Exactly the lines from the one with "Target: basketball player in white jersey" through the final line of the listing below should appear in the answer, and no others.

### SUPPLIED INFORMATION
· · · · ·
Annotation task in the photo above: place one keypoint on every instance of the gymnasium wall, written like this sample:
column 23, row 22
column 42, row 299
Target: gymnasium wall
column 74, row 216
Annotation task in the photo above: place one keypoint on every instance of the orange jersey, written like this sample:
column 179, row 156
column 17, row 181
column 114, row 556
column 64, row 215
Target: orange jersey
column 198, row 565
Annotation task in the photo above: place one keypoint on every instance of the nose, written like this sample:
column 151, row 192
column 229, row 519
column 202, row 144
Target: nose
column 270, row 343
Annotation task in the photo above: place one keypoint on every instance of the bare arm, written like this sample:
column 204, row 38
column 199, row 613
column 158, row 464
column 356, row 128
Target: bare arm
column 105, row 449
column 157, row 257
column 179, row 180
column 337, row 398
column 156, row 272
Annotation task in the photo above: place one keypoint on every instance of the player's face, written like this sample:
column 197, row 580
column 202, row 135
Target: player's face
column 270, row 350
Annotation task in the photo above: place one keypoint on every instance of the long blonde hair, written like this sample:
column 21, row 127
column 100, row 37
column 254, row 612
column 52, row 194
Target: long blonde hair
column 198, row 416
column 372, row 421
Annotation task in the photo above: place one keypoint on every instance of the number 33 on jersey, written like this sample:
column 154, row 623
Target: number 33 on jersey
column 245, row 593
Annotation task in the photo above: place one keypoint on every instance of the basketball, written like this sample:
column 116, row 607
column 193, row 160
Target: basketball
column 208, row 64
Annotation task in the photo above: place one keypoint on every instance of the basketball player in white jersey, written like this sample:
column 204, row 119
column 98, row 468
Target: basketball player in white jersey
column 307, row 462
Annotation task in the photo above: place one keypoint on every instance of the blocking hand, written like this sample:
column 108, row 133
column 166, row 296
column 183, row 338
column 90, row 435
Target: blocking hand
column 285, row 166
· · · · ·
### EXPECTED OUTPUT
Target: basketball player in white jersey
column 307, row 462
Annotation task in the photo above: place one keypoint on every instance of the blocking hand, written like this sample:
column 108, row 133
column 166, row 296
column 183, row 338
column 90, row 435
Target: blocking hand
column 285, row 166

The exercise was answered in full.